(Detection examples)
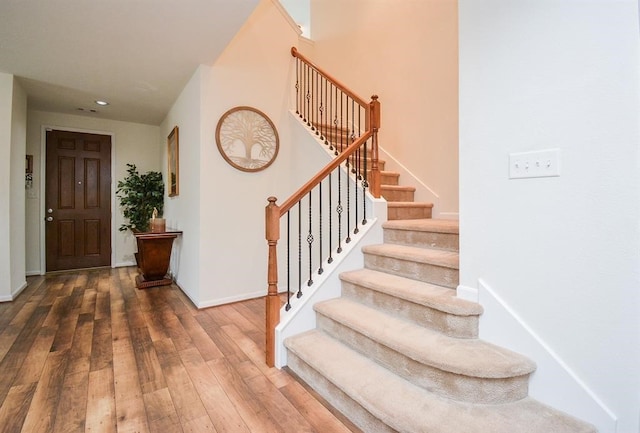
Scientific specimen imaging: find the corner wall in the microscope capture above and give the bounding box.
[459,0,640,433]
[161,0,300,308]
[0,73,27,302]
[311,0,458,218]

==

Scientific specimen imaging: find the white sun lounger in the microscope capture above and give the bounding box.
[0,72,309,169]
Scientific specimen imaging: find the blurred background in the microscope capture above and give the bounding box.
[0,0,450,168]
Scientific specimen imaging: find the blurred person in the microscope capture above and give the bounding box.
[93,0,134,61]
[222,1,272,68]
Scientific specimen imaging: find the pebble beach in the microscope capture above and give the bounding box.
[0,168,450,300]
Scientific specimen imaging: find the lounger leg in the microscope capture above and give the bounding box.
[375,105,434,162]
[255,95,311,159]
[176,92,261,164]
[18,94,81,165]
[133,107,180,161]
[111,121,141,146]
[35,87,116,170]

...

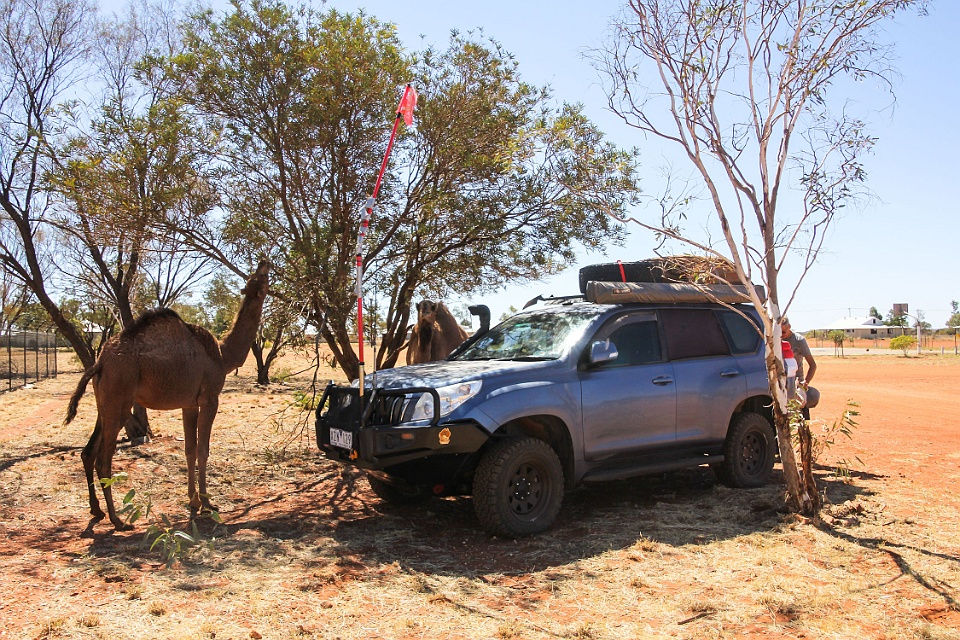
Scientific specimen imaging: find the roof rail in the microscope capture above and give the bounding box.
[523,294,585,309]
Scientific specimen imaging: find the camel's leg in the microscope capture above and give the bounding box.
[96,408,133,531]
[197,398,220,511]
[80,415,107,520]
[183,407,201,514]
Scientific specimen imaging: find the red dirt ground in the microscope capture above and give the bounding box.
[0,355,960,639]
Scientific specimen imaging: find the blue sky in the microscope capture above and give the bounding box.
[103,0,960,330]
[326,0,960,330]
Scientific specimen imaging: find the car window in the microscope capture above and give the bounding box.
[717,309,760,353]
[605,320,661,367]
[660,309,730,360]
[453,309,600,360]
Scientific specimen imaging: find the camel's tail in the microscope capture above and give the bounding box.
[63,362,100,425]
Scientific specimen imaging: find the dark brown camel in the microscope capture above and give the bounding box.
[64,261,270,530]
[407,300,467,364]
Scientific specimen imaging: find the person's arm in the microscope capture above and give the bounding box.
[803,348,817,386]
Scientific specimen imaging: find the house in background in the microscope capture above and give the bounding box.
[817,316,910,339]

• DO THIS:
Turn only the part of the records that opens with the line containing "Scientific specimen imaging: find the blurred background" and closes with the line containing "[0,168,450,300]" into a two-column CSV with the headers text and answer. Give one row per record, put each field in quotation marks, and replace line breaks with spaces.

• COMPLETED TASK:
text,answer
"Scientific specimen imaging: find the blurred background in the microscope capture above and give the bounding box.","[0,0,450,168]"
"Scientific specimen imaging: find the blurred person in the microscope capture above and give the bounding box.","[93,0,134,61] [222,1,272,68]"
"Scientific specimen imaging: find the pebble beach in the microscope capture above and give the bounding box.","[0,168,450,300]"